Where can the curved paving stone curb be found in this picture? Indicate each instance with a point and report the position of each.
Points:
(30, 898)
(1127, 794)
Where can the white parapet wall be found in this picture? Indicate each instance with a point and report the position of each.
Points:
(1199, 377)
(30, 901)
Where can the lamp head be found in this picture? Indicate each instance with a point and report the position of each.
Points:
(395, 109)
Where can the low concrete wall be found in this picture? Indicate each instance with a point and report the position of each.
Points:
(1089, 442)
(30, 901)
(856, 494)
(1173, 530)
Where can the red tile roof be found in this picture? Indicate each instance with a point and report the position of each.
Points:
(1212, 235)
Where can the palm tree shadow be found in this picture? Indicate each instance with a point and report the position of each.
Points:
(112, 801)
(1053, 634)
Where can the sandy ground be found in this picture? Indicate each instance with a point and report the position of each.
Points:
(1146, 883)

#### [Short task]
Copy the listing above line for line, with no changes.

#### [Task response]
Where can the curved paving stone curb be found in this picture? Indicate each instance with a point and report the position of each.
Points:
(30, 898)
(1127, 794)
Where can the white parapet wall be found in this picture? Indicate each instance with a point and report the position of each.
Points:
(1199, 377)
(30, 901)
Where can the lamp head be found in this picture? Indicate each instance with a point and report the position of each.
Points:
(395, 109)
Where can the low concrete wall be found in this picture? Indicate each instance with a point and report the position of each.
Points:
(1089, 442)
(30, 901)
(856, 494)
(1173, 530)
Where can the red tile roof be found in this picture? Indicate each instance with a point and report the position of each.
Points:
(1212, 235)
Where can the palm tree shadow be found in this picture? Indicate each instance with a point and report the position of each.
Points:
(112, 801)
(1053, 634)
Where can the sandy ground be found in this picture? Indicate each instance with a point and report the position of each.
Points:
(1146, 883)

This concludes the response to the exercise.